Try it:
Quote verbatim the span of lines that begins the listing below and closes with the line containing "Segment every instance of the young".

Information given:
◇ ◇ ◇ ◇ ◇ ◇ ◇
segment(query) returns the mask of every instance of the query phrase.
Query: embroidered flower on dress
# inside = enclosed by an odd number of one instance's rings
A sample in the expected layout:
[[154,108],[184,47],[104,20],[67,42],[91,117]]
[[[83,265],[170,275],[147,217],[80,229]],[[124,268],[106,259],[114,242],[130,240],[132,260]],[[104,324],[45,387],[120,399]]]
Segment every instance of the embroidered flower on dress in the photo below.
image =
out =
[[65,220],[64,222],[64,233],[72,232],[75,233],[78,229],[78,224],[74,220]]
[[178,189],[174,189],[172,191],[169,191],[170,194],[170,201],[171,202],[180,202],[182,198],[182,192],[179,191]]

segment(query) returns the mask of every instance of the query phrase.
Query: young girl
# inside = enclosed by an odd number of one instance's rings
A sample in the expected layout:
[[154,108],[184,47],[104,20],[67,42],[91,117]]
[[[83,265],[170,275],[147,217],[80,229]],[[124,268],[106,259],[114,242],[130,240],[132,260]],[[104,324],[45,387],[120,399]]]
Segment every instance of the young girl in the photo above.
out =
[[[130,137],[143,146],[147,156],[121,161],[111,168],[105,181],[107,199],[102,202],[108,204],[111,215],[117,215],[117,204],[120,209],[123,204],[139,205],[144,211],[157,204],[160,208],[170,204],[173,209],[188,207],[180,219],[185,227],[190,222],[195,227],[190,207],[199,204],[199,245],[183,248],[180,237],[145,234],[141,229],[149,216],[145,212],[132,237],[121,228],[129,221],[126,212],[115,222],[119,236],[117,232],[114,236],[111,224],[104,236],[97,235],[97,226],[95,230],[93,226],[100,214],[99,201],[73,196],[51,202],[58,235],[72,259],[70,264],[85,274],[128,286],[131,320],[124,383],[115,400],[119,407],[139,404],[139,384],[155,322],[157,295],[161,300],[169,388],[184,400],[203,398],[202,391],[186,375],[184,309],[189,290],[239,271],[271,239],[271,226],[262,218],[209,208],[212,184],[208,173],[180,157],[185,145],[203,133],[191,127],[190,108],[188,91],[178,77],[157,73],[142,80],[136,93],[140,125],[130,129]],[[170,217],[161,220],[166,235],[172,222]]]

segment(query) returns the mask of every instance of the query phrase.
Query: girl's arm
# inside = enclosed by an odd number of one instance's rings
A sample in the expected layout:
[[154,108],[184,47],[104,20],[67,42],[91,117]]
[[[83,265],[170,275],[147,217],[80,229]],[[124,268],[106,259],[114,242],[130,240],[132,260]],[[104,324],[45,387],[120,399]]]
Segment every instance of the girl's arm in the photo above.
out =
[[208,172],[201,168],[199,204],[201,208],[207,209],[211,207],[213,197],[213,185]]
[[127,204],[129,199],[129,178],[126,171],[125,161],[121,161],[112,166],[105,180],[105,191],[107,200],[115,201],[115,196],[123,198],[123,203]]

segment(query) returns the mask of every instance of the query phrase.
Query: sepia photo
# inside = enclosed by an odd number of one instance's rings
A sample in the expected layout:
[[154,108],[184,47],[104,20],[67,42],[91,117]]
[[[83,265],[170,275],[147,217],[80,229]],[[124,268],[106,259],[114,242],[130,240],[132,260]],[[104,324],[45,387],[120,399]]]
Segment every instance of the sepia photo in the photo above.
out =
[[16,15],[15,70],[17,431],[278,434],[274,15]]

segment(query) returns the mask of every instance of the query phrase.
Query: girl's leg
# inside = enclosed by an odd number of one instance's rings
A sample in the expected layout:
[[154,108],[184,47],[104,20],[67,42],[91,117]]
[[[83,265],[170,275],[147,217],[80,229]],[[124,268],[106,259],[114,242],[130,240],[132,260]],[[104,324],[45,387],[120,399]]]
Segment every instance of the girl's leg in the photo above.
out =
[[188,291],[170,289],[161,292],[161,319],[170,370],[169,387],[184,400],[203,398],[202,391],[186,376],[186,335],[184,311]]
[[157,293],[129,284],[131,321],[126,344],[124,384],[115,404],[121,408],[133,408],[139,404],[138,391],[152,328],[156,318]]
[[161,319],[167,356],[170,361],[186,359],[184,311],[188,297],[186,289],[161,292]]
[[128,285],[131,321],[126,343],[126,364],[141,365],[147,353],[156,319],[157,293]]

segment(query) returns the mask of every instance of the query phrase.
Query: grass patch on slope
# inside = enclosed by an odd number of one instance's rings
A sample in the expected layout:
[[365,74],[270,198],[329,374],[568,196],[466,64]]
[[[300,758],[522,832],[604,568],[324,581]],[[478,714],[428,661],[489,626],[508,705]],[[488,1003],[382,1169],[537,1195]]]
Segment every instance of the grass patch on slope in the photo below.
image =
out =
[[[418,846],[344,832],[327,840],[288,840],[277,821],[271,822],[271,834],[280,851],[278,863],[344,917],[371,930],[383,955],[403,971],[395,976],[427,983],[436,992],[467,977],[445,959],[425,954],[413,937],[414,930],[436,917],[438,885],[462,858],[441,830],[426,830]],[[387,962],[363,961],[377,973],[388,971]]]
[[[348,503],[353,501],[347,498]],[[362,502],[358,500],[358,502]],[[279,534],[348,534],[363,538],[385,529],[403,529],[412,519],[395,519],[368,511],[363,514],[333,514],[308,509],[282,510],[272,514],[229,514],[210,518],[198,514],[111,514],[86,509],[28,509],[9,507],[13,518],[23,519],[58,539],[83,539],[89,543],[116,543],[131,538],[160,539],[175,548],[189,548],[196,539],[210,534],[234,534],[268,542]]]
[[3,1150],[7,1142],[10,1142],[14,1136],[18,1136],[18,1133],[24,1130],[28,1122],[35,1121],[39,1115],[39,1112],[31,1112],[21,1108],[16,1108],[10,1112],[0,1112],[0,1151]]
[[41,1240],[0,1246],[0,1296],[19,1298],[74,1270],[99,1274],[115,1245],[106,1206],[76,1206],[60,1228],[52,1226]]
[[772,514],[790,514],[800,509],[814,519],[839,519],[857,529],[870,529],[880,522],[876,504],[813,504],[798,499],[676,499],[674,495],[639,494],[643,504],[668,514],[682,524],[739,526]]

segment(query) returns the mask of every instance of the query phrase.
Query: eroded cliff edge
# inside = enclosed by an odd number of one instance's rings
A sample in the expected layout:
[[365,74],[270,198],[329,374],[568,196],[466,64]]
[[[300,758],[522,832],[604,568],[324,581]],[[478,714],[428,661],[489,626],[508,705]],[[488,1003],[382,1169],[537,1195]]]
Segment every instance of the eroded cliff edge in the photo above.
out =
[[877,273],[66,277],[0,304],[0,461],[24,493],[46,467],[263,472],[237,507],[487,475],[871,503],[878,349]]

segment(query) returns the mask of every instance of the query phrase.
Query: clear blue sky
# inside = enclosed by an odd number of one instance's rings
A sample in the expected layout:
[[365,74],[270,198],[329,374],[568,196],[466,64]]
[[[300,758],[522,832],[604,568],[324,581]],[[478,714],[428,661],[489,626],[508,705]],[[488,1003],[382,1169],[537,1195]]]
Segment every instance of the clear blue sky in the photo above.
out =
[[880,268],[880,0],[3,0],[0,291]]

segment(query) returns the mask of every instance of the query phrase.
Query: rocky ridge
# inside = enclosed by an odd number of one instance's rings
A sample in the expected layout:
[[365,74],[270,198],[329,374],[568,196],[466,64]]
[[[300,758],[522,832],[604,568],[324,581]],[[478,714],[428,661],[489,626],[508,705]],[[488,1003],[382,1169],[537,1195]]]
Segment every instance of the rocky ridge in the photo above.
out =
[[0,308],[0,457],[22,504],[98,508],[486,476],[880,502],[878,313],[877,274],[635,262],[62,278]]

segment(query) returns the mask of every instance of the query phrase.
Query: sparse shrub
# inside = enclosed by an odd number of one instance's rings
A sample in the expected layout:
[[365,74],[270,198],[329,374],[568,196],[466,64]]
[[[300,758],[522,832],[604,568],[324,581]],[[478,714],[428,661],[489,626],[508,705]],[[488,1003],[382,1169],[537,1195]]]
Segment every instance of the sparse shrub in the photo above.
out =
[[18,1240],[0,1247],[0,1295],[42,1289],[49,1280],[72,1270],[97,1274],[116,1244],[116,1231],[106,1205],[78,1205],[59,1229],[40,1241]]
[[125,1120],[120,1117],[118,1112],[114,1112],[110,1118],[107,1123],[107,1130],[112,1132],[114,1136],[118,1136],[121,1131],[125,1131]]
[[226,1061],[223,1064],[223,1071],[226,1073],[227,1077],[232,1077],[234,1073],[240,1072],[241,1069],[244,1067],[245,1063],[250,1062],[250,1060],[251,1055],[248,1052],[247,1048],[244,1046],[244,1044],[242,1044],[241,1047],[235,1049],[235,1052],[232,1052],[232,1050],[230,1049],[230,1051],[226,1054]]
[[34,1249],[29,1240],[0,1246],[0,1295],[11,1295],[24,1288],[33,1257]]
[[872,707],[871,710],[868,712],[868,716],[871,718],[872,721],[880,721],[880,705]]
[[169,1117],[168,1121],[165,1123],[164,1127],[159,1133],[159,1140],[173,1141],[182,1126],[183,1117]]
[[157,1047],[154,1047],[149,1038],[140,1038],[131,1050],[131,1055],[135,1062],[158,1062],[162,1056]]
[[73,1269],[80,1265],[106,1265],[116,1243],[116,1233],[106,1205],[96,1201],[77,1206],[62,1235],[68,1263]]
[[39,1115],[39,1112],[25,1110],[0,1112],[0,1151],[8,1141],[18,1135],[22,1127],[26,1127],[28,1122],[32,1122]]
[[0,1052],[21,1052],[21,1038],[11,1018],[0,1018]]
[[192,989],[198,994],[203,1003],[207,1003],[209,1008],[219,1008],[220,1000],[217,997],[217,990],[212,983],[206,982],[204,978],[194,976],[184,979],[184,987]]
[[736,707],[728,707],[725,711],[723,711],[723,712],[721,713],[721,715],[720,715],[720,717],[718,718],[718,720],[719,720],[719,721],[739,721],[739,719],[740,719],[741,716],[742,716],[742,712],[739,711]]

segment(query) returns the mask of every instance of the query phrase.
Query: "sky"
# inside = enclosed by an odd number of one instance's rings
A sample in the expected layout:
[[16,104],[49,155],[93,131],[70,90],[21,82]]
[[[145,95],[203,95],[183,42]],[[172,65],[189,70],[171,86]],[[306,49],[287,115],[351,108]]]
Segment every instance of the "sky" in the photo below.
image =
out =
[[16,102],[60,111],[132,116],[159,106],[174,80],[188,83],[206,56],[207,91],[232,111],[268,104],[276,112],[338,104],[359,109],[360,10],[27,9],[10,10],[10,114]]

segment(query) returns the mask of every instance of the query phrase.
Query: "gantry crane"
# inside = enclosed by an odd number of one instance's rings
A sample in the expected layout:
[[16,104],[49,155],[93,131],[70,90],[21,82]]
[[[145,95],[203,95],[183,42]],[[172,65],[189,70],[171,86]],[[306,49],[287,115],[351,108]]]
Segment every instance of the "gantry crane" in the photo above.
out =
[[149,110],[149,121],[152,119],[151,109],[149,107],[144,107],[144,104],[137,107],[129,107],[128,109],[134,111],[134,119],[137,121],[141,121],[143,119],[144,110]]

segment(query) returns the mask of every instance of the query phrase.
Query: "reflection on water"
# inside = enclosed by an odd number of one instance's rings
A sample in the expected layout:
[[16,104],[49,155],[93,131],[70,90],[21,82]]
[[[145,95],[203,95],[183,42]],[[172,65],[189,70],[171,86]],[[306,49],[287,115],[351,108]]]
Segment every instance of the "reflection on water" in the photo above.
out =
◇ ◇ ◇ ◇ ◇ ◇ ◇
Solution to this problem:
segment(query) returns the mask of every instance of the query phrase.
Query: embroidered flower on dress
# inside = enclosed by an odd number of one instance's rings
A sample in the expected layout:
[[154,108],[184,47],[104,20],[67,42],[91,117]]
[[[83,265],[170,275],[147,217],[80,229]],[[124,268],[106,259],[114,242],[130,240],[132,260]],[[104,324],[45,387],[120,399]]]
Segment every instance of the embroidered flower on dress in the photo below.
image =
out =
[[65,220],[64,222],[64,233],[72,232],[75,233],[78,229],[78,224],[74,220]]
[[178,189],[174,189],[172,191],[169,191],[170,194],[170,201],[171,202],[180,202],[182,198],[182,192],[179,191]]

segment(query) returns the mask of every instance of the query phrase.
Query: young girl
# inside = enclosed by an odd number of one instance's rings
A sample in the expected layout:
[[154,108],[184,47],[104,20],[67,42],[91,117]]
[[[83,265],[170,275],[147,217],[80,229]],[[124,268],[106,259],[114,242],[130,240],[132,260]],[[104,324],[45,387],[120,399]]]
Segment every instance of the young girl in the photo above.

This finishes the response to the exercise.